PROVIDED DATA –
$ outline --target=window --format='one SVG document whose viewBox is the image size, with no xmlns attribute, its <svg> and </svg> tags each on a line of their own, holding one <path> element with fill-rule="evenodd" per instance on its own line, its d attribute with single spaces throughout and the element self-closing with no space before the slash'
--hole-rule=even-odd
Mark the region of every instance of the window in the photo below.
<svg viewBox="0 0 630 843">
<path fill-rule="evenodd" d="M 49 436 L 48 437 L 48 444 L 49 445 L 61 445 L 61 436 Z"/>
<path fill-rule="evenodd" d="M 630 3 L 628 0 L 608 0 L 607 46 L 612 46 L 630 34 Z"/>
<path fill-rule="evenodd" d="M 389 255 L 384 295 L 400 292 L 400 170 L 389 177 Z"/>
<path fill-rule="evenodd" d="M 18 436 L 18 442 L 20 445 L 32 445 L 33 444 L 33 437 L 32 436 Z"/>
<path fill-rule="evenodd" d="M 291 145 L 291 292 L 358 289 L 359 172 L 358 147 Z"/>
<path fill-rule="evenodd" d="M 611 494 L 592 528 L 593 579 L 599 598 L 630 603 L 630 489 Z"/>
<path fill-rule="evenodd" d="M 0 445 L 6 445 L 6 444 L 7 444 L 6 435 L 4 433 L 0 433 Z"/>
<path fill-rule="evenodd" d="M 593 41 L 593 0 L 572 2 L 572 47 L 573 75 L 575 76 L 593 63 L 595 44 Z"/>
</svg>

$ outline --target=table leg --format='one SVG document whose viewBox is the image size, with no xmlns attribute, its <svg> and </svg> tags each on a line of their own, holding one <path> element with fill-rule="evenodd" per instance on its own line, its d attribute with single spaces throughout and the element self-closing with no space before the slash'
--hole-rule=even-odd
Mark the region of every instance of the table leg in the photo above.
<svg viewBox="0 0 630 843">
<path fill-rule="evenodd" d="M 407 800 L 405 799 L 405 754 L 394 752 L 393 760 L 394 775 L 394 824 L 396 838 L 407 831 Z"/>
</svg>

* * *

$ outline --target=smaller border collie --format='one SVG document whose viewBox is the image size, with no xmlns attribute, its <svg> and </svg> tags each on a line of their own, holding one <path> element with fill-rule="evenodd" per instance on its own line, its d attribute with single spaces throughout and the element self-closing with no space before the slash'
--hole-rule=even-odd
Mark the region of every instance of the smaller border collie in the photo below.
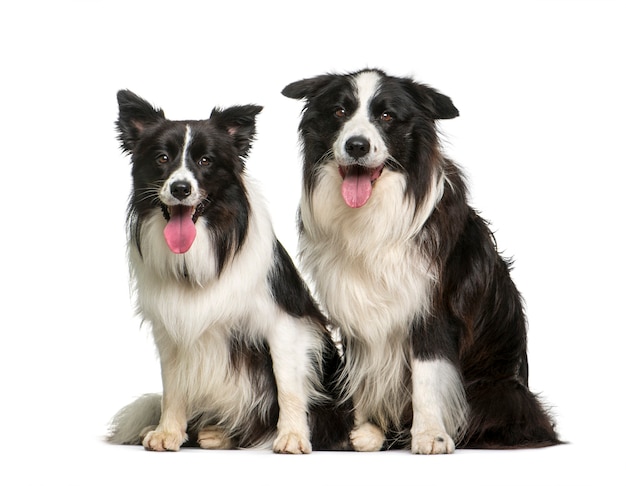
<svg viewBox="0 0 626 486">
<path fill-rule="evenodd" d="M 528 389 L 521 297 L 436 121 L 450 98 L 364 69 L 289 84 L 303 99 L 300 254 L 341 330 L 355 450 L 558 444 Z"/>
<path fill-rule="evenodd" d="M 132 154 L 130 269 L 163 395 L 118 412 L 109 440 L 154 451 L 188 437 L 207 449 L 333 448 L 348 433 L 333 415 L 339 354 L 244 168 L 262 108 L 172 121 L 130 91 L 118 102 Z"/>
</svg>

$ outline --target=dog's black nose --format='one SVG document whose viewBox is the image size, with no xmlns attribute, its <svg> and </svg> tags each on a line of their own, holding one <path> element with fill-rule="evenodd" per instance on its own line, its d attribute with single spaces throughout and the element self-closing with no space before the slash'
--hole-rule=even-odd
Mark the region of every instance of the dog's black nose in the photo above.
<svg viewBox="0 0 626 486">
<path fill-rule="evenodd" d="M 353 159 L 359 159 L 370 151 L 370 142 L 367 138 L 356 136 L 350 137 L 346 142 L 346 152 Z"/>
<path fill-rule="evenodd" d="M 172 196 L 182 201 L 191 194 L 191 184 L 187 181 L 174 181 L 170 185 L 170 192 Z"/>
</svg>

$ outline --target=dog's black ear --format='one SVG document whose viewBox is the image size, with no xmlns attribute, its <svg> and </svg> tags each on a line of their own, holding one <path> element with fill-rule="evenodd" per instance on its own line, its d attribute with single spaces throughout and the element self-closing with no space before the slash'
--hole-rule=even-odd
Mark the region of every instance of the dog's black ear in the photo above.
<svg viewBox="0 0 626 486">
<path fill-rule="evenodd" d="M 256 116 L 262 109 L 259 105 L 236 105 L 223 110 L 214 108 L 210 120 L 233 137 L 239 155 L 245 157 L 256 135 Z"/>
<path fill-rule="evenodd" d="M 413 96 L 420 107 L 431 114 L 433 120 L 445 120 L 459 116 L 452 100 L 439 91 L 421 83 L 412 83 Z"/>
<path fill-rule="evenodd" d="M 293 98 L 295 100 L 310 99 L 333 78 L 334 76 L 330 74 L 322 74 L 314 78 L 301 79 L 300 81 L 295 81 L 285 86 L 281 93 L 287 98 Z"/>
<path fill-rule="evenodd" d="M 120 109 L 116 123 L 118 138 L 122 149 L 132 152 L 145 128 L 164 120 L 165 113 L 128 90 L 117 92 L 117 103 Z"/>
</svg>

WHAT THE EXERCISE ASKS – How many lines in the records hold the string "attribute"? Reply with the number alone.

RESPONSE TO THE TASK – 5